[What is needed] Send back the records in full, character for character.
::::
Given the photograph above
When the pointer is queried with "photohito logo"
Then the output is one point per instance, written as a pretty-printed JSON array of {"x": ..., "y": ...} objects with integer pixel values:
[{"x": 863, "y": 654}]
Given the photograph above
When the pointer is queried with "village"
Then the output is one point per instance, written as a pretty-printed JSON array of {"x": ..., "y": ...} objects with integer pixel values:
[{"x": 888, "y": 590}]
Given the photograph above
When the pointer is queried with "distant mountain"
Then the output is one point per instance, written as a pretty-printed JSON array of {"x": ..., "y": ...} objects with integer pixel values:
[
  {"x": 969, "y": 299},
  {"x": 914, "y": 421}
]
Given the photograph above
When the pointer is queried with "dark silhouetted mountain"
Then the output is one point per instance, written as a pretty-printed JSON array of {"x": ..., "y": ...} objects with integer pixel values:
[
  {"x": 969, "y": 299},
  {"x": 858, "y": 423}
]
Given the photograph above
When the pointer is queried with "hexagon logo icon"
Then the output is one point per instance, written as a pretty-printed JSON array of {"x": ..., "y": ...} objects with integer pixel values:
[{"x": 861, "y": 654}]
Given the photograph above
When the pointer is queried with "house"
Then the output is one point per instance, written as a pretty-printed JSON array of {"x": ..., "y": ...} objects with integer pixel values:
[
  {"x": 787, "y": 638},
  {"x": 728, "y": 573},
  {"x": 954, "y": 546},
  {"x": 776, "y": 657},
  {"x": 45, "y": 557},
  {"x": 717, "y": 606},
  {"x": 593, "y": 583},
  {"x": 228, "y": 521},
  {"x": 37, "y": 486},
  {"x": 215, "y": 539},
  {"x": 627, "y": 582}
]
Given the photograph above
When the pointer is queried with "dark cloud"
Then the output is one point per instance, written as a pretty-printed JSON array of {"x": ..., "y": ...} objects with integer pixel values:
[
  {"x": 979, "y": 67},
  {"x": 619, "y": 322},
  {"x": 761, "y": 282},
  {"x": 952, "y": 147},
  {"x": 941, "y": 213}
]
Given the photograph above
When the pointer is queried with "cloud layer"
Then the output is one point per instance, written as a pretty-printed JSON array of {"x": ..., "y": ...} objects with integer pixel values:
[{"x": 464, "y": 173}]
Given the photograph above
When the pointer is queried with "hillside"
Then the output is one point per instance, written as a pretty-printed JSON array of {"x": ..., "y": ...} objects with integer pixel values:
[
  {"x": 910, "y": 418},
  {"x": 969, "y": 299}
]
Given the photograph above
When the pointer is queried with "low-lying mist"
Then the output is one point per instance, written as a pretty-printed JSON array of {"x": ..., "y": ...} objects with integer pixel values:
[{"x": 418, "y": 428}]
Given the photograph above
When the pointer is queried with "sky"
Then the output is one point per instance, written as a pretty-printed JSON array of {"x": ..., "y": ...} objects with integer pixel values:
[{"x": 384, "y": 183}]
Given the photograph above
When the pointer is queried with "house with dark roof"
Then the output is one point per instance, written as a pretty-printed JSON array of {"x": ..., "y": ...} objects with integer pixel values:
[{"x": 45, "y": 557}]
::::
[Worked answer]
Given the photograph above
When the pointer is queried with "photohito logo"
Then the output is one point per instance, written as a pretty-printed JSON array of {"x": ..., "y": ...} objects with integer pixel values:
[{"x": 863, "y": 654}]
Given the photograph above
When the pointer is queried with "village"
Then the output is one point per instance, written as a pretty-printed JSON array of {"x": ..., "y": ...} objects with integer pixel values:
[{"x": 888, "y": 590}]
Given the photograph above
When the pointer is queried with "distant mountain"
Then the output is one point per instance, written as a pretty-printed JSON array of {"x": ..., "y": ...} objects with integer pixel values:
[
  {"x": 969, "y": 299},
  {"x": 914, "y": 421}
]
Given the photograph above
When the pointer is queried with "dark silhouetted mountain"
Then the output is one point per instance, written as a pretty-printed JSON array of {"x": ..., "y": ...} objects with integer pixel values:
[
  {"x": 969, "y": 299},
  {"x": 858, "y": 423}
]
Given the photograph above
When the pointer is queried with "hexagon logo icon"
Then the output is one point per instance, written as a pretty-printed JSON array of {"x": ..., "y": ...} objects with integer pixel values:
[{"x": 861, "y": 654}]
Given the photograph above
When the pointer is queried with "house"
Then the output is one point per instance, written as a pretty-printed JSON array of {"x": ..., "y": ...} objects with integer pixel values:
[
  {"x": 787, "y": 638},
  {"x": 728, "y": 573},
  {"x": 954, "y": 546},
  {"x": 776, "y": 657},
  {"x": 45, "y": 557},
  {"x": 717, "y": 606},
  {"x": 593, "y": 583},
  {"x": 228, "y": 521},
  {"x": 37, "y": 486},
  {"x": 215, "y": 539},
  {"x": 627, "y": 582}
]
Given the photograph above
When the pointer is queried with "dark cloud"
Then the output is one point per instance, written as a pretty-printed JSON array of {"x": ..., "y": ...} objects with integer pixel values:
[
  {"x": 979, "y": 67},
  {"x": 619, "y": 322},
  {"x": 761, "y": 282},
  {"x": 952, "y": 147},
  {"x": 941, "y": 213}
]
Given the photograph above
When the pointer is queried with "cloud layer"
Then the output is one point per instance, written as a pretty-printed JSON array of {"x": ..., "y": ...} objects with integer pixel values:
[{"x": 464, "y": 173}]
Given the photograph above
When the pointer is queried with "hillside"
Then the output is one point per instance, written as a pretty-printed JSON array of {"x": ..., "y": ...} objects with integer pixel values:
[
  {"x": 910, "y": 418},
  {"x": 969, "y": 299}
]
Given the photograph above
When the pointer is queried with "low-lying mist"
Then the output is one point per instance, written as a pretty-printed JSON array of {"x": ..., "y": ...} objects with integer pixel values:
[{"x": 418, "y": 428}]
Given the photograph above
When the pointer is queried with "sky"
Then the output is one point per instance, written as a pretty-printed JSON array of {"x": ..., "y": ...} objects with integer pixel values:
[{"x": 384, "y": 183}]
Given the photograph above
When the pointer is queried with "house with dark roof"
Then the output is one point per instance, written as a pretty-printed JSON array of {"x": ..., "y": ...} objects with integer pixel values:
[{"x": 45, "y": 557}]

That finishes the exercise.